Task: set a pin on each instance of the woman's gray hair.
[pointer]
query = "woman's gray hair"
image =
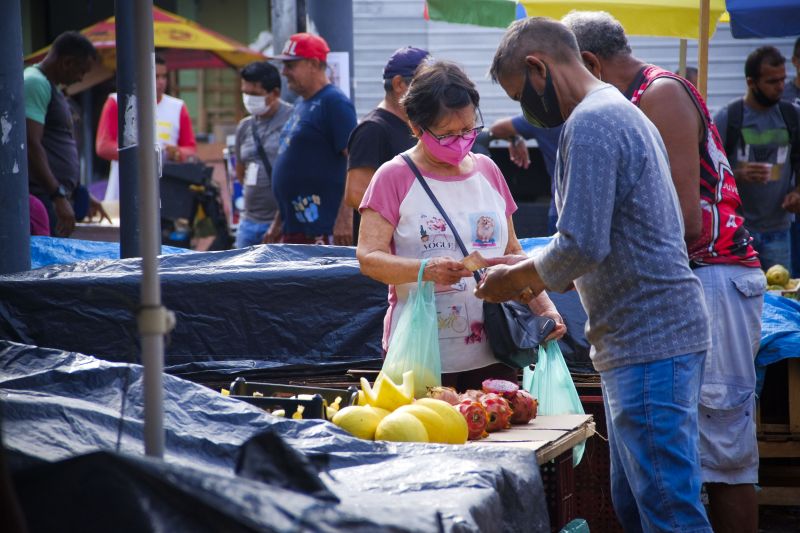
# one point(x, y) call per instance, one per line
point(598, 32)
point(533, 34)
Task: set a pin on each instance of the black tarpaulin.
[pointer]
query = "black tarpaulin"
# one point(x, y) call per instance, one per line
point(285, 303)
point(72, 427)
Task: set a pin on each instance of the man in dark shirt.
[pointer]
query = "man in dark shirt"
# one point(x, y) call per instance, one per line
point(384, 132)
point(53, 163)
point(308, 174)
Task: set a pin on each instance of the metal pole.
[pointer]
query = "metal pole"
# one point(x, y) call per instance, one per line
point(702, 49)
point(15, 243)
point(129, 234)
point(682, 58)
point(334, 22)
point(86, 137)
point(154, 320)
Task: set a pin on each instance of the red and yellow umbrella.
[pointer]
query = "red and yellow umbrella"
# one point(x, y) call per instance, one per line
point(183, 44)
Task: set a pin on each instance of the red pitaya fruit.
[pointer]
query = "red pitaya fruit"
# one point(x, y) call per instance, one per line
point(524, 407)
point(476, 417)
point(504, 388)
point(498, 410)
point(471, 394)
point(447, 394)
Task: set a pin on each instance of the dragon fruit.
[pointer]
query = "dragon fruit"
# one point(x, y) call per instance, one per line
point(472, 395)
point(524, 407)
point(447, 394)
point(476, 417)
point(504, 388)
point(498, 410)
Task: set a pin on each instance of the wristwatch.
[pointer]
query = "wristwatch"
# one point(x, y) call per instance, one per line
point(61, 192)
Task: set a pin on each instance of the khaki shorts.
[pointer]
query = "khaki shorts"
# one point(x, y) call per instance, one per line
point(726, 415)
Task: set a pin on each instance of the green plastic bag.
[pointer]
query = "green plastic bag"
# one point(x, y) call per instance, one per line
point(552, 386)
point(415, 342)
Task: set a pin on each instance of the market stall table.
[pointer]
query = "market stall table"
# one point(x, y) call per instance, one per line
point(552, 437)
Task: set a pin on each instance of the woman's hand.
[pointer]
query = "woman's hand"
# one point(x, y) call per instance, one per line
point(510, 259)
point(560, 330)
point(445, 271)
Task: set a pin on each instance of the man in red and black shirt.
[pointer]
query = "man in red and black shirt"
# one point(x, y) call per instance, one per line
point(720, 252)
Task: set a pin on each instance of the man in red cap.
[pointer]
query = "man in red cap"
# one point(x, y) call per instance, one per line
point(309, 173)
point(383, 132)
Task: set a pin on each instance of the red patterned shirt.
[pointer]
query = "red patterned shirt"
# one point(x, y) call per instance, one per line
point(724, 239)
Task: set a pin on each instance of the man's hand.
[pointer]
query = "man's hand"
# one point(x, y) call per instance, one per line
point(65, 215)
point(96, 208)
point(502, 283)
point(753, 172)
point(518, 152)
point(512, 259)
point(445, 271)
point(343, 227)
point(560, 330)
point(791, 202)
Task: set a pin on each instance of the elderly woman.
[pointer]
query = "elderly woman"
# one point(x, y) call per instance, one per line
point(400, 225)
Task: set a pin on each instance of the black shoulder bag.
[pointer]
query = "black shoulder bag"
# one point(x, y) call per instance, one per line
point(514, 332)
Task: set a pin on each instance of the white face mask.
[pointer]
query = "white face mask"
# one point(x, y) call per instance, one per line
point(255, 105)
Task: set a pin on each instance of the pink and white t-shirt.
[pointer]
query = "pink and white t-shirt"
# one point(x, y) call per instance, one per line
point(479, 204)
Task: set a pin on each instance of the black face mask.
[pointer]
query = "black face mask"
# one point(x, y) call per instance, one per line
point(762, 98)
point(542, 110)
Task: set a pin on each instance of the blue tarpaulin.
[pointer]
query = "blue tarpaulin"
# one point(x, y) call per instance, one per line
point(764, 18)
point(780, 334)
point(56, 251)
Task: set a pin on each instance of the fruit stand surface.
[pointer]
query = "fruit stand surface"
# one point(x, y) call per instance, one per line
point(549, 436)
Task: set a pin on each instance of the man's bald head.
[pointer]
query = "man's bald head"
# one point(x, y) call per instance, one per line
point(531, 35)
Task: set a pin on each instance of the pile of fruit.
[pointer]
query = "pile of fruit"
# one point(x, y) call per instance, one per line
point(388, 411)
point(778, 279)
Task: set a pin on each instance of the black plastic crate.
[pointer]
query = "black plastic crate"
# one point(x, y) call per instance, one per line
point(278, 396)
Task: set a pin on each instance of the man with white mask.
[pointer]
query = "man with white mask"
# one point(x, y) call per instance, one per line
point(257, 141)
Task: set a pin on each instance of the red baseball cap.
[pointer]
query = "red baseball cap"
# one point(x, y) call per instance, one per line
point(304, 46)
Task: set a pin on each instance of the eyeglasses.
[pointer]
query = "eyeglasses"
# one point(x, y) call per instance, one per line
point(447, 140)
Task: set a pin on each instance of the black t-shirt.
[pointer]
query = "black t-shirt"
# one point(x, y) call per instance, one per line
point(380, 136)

§ **Exercise prompt**
Reproduce each line of the records in which "patterned" appears.

§ **Response for this exercise**
Task: set a pin on each instance of the red patterned shirt.
query = "red patterned shirt"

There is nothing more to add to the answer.